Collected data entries

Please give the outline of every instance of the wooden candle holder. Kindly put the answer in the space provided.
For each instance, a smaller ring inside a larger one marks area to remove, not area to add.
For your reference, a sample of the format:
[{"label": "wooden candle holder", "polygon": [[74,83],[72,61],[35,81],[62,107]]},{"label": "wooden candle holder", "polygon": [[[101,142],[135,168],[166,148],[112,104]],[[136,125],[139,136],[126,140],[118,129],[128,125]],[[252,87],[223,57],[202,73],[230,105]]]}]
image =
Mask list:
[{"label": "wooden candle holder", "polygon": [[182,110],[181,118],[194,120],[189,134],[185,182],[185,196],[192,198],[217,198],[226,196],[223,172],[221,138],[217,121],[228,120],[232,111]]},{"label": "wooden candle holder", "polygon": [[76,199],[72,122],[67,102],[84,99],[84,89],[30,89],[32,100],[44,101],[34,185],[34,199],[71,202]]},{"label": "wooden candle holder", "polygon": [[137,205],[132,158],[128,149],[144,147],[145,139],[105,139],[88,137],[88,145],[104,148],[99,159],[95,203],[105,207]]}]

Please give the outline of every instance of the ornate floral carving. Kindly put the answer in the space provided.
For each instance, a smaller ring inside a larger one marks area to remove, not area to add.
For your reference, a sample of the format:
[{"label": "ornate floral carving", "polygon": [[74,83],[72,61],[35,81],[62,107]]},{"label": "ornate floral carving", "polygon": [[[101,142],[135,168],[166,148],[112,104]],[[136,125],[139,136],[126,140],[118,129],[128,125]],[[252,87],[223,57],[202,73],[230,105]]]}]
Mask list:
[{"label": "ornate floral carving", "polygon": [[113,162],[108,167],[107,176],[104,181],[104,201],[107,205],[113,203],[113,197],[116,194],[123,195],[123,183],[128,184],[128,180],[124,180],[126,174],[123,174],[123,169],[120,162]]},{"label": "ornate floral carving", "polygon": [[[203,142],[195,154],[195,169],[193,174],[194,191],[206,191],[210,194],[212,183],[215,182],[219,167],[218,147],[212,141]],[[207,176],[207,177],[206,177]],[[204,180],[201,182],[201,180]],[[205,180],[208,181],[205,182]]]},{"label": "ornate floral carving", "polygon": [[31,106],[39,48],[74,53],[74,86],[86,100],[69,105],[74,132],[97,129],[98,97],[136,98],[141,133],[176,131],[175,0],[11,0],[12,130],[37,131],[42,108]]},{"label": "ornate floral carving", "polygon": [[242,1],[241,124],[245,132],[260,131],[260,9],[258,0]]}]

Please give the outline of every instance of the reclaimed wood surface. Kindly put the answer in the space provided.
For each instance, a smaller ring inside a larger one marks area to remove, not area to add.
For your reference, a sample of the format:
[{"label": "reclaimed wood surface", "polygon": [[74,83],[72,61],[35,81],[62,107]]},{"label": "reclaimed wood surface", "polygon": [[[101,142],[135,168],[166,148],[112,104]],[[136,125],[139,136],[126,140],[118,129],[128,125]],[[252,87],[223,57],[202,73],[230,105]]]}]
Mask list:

TASK PROMPT
Present the lines of the rows as a Markdown table with the columns Position and Text, starting at the line containing "Please give the outline of every instance of the reclaimed" and ending at the last line of the rows, omitting blank lines.

FINAL ANSWER
| Position | Text |
|---|---|
| 1 | Please give the outline of every instance of the reclaimed wood surface. Kindly put the answer in the space provided. |
| 2 | For each instance, a smaller ring inside a larger one marks area to remove, not area to add. |
| 3 | For your reference, a sample of the format: |
| 4 | [{"label": "reclaimed wood surface", "polygon": [[74,83],[72,61],[35,81],[62,107]]},{"label": "reclaimed wood surface", "polygon": [[[101,142],[135,168],[166,148],[112,104]],[[136,125],[139,136],[126,140],[118,129],[128,125]],[[252,87],[223,57],[202,73],[230,105]]]}] |
| 5 | Mask list: |